:: What is being asked ::
Copy verbatim the part of the data that opens with the line containing "Return an outline for every instance of the blue" and continues through the end of the data, with both ends included.
────────
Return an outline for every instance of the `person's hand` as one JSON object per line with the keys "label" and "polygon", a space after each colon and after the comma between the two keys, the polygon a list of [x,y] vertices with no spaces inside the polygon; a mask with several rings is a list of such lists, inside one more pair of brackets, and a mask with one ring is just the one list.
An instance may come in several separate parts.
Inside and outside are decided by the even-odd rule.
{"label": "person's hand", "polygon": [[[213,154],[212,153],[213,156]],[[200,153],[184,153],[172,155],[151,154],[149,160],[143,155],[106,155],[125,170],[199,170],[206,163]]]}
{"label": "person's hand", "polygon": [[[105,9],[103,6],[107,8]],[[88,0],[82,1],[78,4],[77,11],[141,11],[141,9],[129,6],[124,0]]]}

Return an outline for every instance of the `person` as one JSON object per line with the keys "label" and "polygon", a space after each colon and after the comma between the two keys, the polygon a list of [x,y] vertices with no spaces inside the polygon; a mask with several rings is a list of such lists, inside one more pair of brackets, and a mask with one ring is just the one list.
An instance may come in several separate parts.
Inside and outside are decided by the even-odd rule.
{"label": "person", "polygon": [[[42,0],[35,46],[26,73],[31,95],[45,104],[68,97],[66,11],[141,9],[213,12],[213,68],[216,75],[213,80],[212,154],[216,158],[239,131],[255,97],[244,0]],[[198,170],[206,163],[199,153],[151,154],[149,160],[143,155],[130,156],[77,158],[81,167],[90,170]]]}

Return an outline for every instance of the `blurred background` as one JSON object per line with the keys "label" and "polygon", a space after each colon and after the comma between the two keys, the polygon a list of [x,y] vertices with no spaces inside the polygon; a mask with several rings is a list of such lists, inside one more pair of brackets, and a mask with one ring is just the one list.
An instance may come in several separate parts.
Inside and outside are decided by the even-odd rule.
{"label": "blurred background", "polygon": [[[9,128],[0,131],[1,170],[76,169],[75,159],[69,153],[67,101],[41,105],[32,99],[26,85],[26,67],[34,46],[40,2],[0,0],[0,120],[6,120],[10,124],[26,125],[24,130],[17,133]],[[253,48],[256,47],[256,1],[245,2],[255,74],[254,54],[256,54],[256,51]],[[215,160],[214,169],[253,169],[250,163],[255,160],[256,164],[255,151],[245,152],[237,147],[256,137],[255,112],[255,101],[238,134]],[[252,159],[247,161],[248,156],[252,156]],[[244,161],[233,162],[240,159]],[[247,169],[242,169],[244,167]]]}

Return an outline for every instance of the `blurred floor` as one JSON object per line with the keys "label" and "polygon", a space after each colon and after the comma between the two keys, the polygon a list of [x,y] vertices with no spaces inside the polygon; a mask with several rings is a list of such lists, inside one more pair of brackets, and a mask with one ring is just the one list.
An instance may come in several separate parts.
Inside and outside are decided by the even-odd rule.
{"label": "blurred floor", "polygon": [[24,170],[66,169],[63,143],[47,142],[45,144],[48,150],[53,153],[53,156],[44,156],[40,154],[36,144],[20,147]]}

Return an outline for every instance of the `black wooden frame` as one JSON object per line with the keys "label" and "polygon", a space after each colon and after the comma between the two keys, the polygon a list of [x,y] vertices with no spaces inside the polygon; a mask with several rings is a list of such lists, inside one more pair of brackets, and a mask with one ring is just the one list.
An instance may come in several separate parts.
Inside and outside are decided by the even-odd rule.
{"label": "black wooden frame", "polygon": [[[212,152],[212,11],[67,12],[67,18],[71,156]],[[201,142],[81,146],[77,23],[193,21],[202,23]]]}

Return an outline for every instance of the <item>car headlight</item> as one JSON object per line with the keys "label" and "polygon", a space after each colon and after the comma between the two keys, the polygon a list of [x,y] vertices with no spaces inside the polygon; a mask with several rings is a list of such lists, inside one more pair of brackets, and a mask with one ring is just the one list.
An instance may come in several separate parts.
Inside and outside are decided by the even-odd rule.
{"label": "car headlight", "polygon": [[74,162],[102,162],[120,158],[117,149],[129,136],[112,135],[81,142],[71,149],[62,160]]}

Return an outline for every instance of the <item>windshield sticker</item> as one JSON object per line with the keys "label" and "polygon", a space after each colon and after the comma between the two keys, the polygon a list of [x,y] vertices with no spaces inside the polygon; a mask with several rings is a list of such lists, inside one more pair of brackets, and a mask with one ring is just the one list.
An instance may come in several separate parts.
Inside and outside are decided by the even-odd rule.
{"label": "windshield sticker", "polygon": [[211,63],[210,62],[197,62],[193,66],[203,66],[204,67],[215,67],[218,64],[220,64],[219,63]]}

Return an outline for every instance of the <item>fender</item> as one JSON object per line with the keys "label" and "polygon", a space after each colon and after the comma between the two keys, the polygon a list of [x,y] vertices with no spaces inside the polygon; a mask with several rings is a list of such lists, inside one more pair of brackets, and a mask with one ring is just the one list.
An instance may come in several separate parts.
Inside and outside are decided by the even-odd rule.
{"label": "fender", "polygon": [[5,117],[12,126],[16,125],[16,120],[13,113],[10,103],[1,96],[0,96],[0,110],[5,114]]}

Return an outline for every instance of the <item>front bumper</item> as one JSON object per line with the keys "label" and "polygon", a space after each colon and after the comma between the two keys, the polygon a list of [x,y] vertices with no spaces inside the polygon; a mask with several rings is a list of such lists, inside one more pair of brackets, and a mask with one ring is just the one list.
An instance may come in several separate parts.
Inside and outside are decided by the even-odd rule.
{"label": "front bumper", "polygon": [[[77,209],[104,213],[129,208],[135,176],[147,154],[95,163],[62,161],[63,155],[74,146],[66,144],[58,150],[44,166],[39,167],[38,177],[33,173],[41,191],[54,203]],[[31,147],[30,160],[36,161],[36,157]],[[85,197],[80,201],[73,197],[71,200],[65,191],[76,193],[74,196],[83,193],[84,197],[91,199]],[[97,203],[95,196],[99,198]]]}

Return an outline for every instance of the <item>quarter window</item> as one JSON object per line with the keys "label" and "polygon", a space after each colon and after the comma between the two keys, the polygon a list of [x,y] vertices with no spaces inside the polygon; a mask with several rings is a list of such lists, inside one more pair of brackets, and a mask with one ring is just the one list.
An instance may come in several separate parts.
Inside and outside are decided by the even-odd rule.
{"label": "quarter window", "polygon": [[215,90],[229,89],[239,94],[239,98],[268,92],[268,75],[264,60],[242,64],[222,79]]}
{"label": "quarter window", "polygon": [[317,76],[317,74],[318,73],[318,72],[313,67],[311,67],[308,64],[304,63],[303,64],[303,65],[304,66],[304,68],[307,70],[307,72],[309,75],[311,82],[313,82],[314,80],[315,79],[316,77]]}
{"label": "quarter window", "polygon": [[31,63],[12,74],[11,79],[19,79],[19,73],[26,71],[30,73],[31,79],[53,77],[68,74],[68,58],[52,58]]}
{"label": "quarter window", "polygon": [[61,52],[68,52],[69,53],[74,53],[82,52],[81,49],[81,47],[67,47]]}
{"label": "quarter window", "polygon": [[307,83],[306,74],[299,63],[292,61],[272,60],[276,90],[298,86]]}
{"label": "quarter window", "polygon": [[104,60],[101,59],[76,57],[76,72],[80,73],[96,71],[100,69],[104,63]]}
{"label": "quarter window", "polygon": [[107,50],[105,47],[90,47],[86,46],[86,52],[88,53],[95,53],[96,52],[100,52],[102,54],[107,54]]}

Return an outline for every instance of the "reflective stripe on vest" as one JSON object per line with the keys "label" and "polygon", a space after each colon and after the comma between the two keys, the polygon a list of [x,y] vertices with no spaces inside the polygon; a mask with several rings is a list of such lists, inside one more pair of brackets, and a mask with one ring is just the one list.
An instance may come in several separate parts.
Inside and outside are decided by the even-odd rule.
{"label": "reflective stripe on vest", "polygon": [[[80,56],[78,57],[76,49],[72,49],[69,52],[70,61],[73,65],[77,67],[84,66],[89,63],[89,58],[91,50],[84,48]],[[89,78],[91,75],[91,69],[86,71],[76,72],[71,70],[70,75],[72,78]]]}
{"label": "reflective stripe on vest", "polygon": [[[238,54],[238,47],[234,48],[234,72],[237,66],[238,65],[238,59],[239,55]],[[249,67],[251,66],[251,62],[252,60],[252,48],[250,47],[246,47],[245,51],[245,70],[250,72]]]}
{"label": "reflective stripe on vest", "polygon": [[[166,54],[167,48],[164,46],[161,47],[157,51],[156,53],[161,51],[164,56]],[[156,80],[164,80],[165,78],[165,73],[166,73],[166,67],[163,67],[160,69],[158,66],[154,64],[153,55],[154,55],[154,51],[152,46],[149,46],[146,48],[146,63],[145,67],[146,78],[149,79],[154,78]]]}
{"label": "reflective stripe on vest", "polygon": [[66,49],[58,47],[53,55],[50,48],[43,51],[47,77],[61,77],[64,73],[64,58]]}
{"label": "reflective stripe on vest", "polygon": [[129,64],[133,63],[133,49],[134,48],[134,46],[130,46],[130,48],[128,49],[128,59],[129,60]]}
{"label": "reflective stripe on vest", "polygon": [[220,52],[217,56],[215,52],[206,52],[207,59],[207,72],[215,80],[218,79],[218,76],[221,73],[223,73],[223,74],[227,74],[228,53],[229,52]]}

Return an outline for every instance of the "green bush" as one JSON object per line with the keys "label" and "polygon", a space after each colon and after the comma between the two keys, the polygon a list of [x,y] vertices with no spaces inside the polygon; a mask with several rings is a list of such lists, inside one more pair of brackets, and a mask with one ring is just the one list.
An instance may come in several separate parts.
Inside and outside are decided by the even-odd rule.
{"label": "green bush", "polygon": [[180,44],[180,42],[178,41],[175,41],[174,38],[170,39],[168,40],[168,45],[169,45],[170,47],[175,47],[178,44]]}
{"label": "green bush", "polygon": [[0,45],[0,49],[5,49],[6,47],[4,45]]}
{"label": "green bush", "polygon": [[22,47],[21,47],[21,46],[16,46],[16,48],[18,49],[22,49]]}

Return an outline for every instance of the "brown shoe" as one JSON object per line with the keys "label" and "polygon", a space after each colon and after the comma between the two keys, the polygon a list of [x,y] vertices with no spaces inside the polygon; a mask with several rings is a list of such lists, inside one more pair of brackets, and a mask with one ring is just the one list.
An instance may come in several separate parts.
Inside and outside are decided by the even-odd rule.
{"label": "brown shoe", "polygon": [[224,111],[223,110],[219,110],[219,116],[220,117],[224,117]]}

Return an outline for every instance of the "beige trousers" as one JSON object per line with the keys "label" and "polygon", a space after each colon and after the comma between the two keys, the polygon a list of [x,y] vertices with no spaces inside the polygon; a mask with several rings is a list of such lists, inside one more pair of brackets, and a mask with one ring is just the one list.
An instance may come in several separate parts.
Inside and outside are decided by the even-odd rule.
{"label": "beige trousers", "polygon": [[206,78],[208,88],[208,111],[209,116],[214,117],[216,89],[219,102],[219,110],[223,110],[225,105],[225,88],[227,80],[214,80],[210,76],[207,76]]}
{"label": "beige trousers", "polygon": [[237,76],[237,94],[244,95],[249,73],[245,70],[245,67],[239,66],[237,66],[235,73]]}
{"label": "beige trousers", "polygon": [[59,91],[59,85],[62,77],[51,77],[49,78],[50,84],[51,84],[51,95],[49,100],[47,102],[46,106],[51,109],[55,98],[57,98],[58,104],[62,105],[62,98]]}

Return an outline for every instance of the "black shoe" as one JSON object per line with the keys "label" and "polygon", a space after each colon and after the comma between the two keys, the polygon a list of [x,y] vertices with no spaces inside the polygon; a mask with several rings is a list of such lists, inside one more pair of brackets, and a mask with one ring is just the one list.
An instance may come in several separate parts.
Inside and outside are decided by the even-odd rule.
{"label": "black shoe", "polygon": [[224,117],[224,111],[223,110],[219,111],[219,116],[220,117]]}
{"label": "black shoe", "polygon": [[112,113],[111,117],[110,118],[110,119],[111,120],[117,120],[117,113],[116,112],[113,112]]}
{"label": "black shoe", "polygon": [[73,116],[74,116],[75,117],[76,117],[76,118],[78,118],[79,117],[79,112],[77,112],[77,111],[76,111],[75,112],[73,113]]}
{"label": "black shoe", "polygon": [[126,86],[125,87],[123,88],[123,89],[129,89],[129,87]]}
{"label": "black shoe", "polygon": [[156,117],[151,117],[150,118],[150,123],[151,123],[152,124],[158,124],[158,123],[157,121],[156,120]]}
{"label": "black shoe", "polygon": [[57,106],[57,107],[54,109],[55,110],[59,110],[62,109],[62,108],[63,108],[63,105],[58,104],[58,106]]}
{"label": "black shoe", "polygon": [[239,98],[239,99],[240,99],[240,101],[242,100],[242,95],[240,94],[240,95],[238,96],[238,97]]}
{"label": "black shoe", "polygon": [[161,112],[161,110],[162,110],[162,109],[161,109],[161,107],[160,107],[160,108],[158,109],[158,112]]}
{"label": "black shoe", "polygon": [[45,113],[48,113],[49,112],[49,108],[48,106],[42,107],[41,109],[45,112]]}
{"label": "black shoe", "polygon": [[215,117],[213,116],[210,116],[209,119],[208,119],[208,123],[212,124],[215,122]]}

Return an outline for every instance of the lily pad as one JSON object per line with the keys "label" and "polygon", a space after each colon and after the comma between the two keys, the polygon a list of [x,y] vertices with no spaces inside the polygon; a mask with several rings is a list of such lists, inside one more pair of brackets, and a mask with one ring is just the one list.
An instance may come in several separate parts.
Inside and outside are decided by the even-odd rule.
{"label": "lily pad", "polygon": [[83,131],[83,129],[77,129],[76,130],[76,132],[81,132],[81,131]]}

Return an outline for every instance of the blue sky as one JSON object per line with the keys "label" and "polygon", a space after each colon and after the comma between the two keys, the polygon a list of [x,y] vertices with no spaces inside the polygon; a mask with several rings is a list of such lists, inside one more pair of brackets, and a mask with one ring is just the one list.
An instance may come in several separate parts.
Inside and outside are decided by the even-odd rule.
────────
:: The reply ::
Return an outline for every instance of the blue sky as one JSON object per line with the keys "label" and "polygon", a space after each colon and after the comma between the two keys, the polygon a list of [x,y] vertices with no spaces inside the polygon; a mask with several rings is a list of such lists, inside one more pair of brackets, and a mask with one ring is just the one list.
An instance may come in several separate parts.
Inside and outside are decided by the even-odd rule.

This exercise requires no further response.